Exercise: Update the items below so that "single point" becomes "specific point" each time it occurs, and leave everything else as it is.

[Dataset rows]
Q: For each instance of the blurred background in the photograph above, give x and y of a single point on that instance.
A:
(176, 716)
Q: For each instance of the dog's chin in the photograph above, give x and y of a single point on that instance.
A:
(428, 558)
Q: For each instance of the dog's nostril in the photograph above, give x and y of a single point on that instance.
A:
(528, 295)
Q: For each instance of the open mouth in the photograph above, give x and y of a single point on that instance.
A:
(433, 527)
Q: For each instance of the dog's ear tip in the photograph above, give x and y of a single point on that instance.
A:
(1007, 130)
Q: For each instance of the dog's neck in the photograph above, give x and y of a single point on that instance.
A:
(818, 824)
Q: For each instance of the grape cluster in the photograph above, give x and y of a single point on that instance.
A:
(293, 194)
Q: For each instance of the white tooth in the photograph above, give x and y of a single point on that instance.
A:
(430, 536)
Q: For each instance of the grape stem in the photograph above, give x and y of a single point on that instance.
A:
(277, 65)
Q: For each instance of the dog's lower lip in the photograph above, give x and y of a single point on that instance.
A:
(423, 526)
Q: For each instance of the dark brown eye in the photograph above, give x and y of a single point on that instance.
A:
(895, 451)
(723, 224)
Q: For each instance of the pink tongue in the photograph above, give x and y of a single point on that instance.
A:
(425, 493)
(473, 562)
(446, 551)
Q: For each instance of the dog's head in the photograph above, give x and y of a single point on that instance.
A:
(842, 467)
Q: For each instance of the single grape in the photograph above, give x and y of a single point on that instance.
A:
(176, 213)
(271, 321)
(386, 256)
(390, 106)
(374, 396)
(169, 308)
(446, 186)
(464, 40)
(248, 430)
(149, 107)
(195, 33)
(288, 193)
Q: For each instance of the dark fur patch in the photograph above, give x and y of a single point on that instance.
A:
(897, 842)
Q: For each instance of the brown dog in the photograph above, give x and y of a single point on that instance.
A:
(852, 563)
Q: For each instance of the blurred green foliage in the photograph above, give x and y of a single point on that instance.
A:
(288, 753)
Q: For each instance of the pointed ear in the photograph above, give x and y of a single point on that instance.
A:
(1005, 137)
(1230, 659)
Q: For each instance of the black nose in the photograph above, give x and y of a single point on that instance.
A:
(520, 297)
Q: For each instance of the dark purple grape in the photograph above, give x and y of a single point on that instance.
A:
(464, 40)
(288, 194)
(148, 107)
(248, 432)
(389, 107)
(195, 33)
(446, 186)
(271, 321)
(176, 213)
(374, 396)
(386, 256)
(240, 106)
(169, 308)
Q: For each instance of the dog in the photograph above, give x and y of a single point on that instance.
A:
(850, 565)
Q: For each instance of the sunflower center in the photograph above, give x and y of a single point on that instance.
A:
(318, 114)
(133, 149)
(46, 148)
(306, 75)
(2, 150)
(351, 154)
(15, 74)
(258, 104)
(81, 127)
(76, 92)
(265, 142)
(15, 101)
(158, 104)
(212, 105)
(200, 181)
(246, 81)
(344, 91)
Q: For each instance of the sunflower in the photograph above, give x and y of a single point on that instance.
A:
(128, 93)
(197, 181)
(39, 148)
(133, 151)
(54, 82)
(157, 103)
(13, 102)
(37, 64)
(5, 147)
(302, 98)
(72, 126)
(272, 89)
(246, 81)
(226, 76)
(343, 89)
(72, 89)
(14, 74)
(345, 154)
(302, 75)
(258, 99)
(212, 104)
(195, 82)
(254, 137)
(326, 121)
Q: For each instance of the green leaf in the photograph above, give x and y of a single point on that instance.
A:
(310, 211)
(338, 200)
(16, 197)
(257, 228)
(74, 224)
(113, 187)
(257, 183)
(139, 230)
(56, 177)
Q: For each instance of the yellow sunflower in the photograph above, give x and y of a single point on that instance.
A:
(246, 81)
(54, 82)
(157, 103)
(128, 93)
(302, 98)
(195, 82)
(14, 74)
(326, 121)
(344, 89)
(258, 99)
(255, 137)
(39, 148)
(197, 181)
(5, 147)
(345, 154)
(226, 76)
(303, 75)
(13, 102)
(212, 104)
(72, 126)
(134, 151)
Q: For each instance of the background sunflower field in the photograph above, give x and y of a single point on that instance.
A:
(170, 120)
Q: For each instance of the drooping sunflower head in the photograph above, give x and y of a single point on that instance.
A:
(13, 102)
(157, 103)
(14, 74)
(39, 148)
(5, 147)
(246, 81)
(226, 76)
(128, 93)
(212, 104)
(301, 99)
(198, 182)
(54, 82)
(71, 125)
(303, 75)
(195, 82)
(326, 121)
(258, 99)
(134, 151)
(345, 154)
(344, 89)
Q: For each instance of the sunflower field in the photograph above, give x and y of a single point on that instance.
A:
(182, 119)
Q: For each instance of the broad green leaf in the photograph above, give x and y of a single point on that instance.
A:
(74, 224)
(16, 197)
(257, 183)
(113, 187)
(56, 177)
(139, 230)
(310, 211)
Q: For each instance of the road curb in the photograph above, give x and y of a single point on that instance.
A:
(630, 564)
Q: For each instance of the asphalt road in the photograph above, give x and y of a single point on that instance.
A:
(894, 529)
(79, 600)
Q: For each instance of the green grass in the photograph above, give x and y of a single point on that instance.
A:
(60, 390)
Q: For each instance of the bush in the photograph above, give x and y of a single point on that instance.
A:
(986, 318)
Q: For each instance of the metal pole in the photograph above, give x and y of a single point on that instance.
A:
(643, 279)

Completed task:
Q: For each instance of the blurred background in the photograph above, give x and y of a specific point on that instance.
A:
(176, 716)
Q: For each instance of the dog's chin in the photograph above, give x and y of a specific point on that instance.
A:
(428, 558)
Q: For each instance of the dog's nostril in the photograph above, give x and y of a specific point on that instance.
A:
(528, 295)
Q: For each instance of the open mouth in the photograph above, give x and y of a specific point on that instance.
A:
(433, 527)
Q: For each instance of the dog's ear tip in the photograph above, give x and y of a specific point on that instance.
A:
(1007, 130)
Q: For each instance of the dog's neck in the photograph above, give x and y of a specific point on that instance.
A:
(818, 824)
Q: For each instance of the grape cluster in the photograph above, give x and y of a specific point on that instance.
A:
(293, 194)
Q: For each instance of the white tooth in the photograph above, give x and y of a specific point on that instance.
A:
(430, 536)
Q: For each instance of the grape stem in the photograph above, give x and y of a specific point on that instance.
A:
(277, 65)
Q: For each instance of the dog's lower lip in the photograph above, give x and y of a specific point on that instance.
A:
(423, 526)
Q: For each instance of the dark brown eye in the photograph above, give x and y of a specific point on that instance.
A:
(895, 451)
(723, 224)
Q: For each instance of the pink tongue in the photograph above, give x and y of a specific point on that instance.
A:
(425, 493)
(473, 562)
(446, 551)
Q: For each instance of the dog's head in the photograph above, give x and y of a specific point on that instance.
A:
(842, 467)
Q: For each instance of the single grape in the photograph above, give x and y of a specific point on that instance.
A:
(176, 213)
(271, 321)
(386, 256)
(390, 106)
(374, 396)
(169, 308)
(446, 186)
(464, 40)
(248, 430)
(149, 107)
(195, 33)
(288, 193)
Q: For each instance of the dark fur patch in the photograph above, give x and y of a specific point on that instance.
A:
(897, 842)
Q: For each instance of the brown dog in the photograph above, give x and y of a specific point on that instance.
A:
(852, 563)
Q: For each instance of the blurred green foliage in the photograph above, give x and y of a specific point on that instance.
A:
(288, 753)
Q: For each instance of the pointed ear in the photograph above, give x and y of a specific point on that instance.
A:
(1005, 137)
(1230, 659)
Q: For each instance of the black nose in the photograph above, give x and y of a specific point on that instance.
A:
(520, 297)
Q: For each instance of the dark purple grape in the photograph above, give x and y of a specific point on that instance.
A:
(464, 40)
(288, 194)
(148, 107)
(248, 432)
(389, 107)
(195, 33)
(446, 186)
(271, 321)
(176, 213)
(374, 396)
(386, 256)
(240, 106)
(169, 308)
Q: For each instance of the dog in the photograph above, give x and y of a specific point on that instance.
A:
(850, 565)
Q: For each instance of the sunflower center in the photograph above, give x and y of a specific point on that instance.
A:
(318, 114)
(133, 149)
(46, 148)
(306, 75)
(2, 150)
(351, 154)
(15, 74)
(258, 104)
(81, 127)
(76, 92)
(265, 142)
(15, 101)
(158, 104)
(212, 105)
(200, 181)
(246, 81)
(344, 91)
Q: For each instance of the sunflower in the photograph above, give x and y of a specific point on that instance.
A:
(128, 93)
(197, 181)
(39, 148)
(133, 151)
(54, 82)
(157, 103)
(13, 102)
(37, 64)
(5, 147)
(302, 98)
(72, 126)
(272, 89)
(246, 81)
(226, 76)
(343, 89)
(72, 89)
(14, 74)
(345, 154)
(302, 75)
(258, 99)
(212, 104)
(195, 82)
(254, 137)
(326, 121)
Q: For each instance of the green leaf in the photograph above, give x and y of a specific point on that instance.
A:
(310, 211)
(338, 200)
(16, 197)
(257, 228)
(74, 224)
(113, 187)
(257, 183)
(139, 230)
(56, 177)
Q: For each instance of the yellow sunflower in the photograph above, give x and y of a specific point on that instance.
A:
(246, 81)
(54, 82)
(157, 103)
(128, 93)
(302, 98)
(195, 82)
(14, 74)
(326, 121)
(344, 89)
(258, 99)
(255, 137)
(39, 148)
(197, 181)
(5, 147)
(345, 154)
(226, 76)
(303, 75)
(13, 102)
(212, 104)
(72, 126)
(134, 151)
Q: For each instance of the background sunflower field in the photograph above, give x and y of a specific point on that instance.
A:
(170, 120)
Q: For each instance of the drooping sunflower head in the photograph above, give x and y of a specific point on that instance.
A:
(13, 102)
(157, 103)
(14, 74)
(39, 148)
(5, 147)
(246, 81)
(226, 76)
(128, 93)
(212, 104)
(301, 99)
(198, 182)
(54, 82)
(71, 125)
(303, 75)
(195, 82)
(326, 121)
(258, 99)
(134, 151)
(345, 154)
(344, 89)
Q: For each instance of the sunflower field in the photograph above, give x and y of a specific point on that instance.
A:
(182, 119)
Q: For each instance of the broad green leaf in the photograph above, give x and y of a specific point on that instance.
A:
(74, 224)
(16, 197)
(257, 183)
(113, 187)
(56, 177)
(139, 230)
(310, 211)
Q: For each instance of the road curb in the photograph above, give x and y of a specific point on that instance.
A:
(630, 564)
Q: For each instance of the asphalt road in the photograph above, give x and y of a specific point on that instance.
A:
(894, 529)
(79, 600)
Q: For each instance of the green grass in the photograph above, give x and y of a specific point on that instance.
A:
(60, 390)
Q: For each instance of the bush in the photograph above, give x and y of a specific point on that instance.
A:
(986, 318)
Q: For each instance of the metal pole in the photograph above, give x and y of a specific point on that instance.
A:
(643, 279)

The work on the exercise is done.